Problems to work on>
**a.** In the C++ polymorphism thread, which compiler was used to build the test program?
**b.** Arrange the records, from their first line through the line containing "[[122, 506]]", as a Markdown table with the columns Row and Line, numbering each row and skipping blank lines.

>> START Text provided

Reputation: 3
Polymorphism and Typecasting in C++
I'm having a problem in C++. I wish to take a derived class, hold it as its base class with some other base classes. Then perform some operations on all the classes that only require them to be the base class. After this I wish to have the derived part of the class back again.
I've tried to simplify the problem as much as possible and produce a test program, given below
#include <vector> //Needed for the holding class and main
#include <iostream> //For output to terminal
class Base
{
int a; //Variable for all classes derived from base
public:
Base() { a = 13; }; //Set a to something
int get_a() { return a; }; //Access a
virtual void bugger_all() {}; //To make the class polymorphic (my first alarm that I might be doing something wrong with polymorphism
};
class Derived:public Base
{
int b;//not accessable by the base class
public:
Derived():Base() { b = 7; };//Set b and a to something
int get_b() { return b; };
void bugger_all() {}; //Implements to virtual function from the base class (just to make everything polymorphic)
};
//Holds several bases
class Holder
{
std::vector<Base> bases;//Holds a vector of base classes, not nessesarily derived classes but can be
public:
void add(Base to_add) { bases.push_back(to_add); };//Add something to the vector
Base get(int i) { return bases[i]; };//Get a certain vector
void print_all() { for(unsigned int i=0; i<bases.size(); i++) std::cout << bases[i].get_a() << "\n"; }; //Prints a for all bases, note that this is specific only to bases and can also be used for derived classes
std::vector<Base> get_all() { return bases; };//Returns the main vector
};
int main(int argc, char *argv[])
{
Derived higher = Derived(); //The derived class (extends the base class)
Base lower = Base(); //Simply a base class, for comparisons
Holder holding_class = Holder();//Will hold both the above objects
//Add the objects to the holder
holding_class.add(lower);
holding_class.add(higher);
//Prints everything in the holder
holding_class.print_all();
std::vector<Base> all_bases = holding_class.get_all(); //Get all the bases back again
std::cout << all_bases[1].get_a() << "\n"; //Test to see if we have retained a from the derived class
Derived higher_again = *(static_cast<Derived*>(&all_bases[1])); //Cast is done here, take a base class and change it to a derived class
std::cout << higher_again.get_b() << "\n"; //Output something specific to the derived class
return 0;//Exit
}
It is complied using g++, giving no errors. The program is run and the output is
13
13
13
0
If the program worked as intended I would expect the output to be
13
13
13
7
This indicates to me that 'higher_again' was cast incorrectly and its 'b' value is lost somehow and the complier has simply set the value to 0.
From looking around it seems the use of dynamic_cast and static_cast are ill advised (probably because of issues like this). However I cannot see a work around to the problem. I also realise I am probably doing something wrong in terms of polymorphism (having to create a useless virtual function). Any advice would be helpful. Thanks in advance.

>> END Text provided
>> START Records

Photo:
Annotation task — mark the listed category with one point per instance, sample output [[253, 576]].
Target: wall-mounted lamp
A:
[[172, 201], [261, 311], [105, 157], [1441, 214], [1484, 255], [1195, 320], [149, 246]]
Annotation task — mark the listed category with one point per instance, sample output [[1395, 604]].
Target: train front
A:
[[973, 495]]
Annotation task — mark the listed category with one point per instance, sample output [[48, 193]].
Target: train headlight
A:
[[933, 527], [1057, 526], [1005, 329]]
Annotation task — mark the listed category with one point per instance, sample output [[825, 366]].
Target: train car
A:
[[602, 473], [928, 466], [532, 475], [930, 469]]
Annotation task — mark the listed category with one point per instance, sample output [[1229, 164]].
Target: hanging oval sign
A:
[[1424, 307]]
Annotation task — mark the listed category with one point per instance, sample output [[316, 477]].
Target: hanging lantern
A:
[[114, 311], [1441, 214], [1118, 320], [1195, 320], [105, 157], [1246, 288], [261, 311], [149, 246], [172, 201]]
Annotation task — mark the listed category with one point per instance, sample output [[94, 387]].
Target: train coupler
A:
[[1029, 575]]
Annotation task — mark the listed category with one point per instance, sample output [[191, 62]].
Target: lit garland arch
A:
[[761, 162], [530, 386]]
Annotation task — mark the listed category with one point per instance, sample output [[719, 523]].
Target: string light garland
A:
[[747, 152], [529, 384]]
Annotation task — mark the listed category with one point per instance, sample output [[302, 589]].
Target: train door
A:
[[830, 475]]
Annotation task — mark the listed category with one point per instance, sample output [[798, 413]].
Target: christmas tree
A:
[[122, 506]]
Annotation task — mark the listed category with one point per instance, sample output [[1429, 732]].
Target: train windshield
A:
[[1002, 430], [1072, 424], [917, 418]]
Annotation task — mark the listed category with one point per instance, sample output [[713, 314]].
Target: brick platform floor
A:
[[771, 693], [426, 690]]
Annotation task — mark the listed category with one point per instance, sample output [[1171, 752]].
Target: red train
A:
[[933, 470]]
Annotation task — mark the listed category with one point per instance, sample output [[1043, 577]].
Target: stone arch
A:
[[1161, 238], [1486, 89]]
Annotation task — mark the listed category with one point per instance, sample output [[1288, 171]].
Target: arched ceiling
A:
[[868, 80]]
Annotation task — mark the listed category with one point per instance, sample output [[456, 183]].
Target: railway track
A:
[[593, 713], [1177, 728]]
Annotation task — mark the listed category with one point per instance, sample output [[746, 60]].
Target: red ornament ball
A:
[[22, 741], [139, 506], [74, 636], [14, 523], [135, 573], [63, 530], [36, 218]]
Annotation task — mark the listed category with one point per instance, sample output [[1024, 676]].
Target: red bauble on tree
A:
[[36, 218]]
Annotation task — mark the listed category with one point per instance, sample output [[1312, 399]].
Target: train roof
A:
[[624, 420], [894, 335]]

>> END Records

In response>
**a.** g++

**b.**
| Row | Line |
|---|---|
| 1 | Photo: |
| 2 | Annotation task — mark the listed category with one point per instance, sample output [[253, 576]]. |
| 3 | Target: wall-mounted lamp |
| 4 | A: |
| 5 | [[172, 201], [261, 311], [105, 157], [1441, 214], [1484, 255], [1195, 320], [149, 246]] |
| 6 | Annotation task — mark the listed category with one point per instance, sample output [[1395, 604]]. |
| 7 | Target: train front |
| 8 | A: |
| 9 | [[973, 495]] |
| 10 | Annotation task — mark the listed category with one point per instance, sample output [[48, 193]]. |
| 11 | Target: train headlight |
| 12 | A: |
| 13 | [[933, 527], [1057, 526], [1005, 329]] |
| 14 | Annotation task — mark the listed category with one point per instance, sample output [[825, 366]]. |
| 15 | Target: train car |
| 16 | A: |
| 17 | [[602, 473], [928, 466], [532, 475], [930, 469]] |
| 18 | Annotation task — mark the listed category with one point per instance, sample output [[1229, 164]]. |
| 19 | Target: hanging oval sign |
| 20 | A: |
| 21 | [[1424, 307]] |
| 22 | Annotation task — mark the listed category with one point per instance, sample output [[316, 477]]. |
| 23 | Target: hanging lantern |
| 24 | A: |
| 25 | [[114, 311], [1441, 214], [1118, 320], [1195, 320], [105, 157], [1246, 288], [261, 311], [149, 246], [172, 201]] |
| 26 | Annotation task — mark the listed category with one point per instance, sample output [[94, 387]]. |
| 27 | Target: train coupler |
| 28 | A: |
| 29 | [[1029, 575]] |
| 30 | Annotation task — mark the listed category with one point per instance, sample output [[191, 62]]. |
| 31 | Target: lit garland arch |
| 32 | A: |
| 33 | [[761, 162], [530, 386]] |
| 34 | Annotation task — mark the listed category with one point per instance, sample output [[719, 523]]. |
| 35 | Target: string light garland |
| 36 | A: |
| 37 | [[747, 152], [529, 384]] |
| 38 | Annotation task — mark the listed category with one point per instance, sample output [[302, 589]]. |
| 39 | Target: train door |
| 40 | A: |
| 41 | [[830, 475]] |
| 42 | Annotation task — mark the listed category with one point per instance, sample output [[798, 413]]. |
| 43 | Target: christmas tree |
| 44 | A: |
| 45 | [[122, 506]] |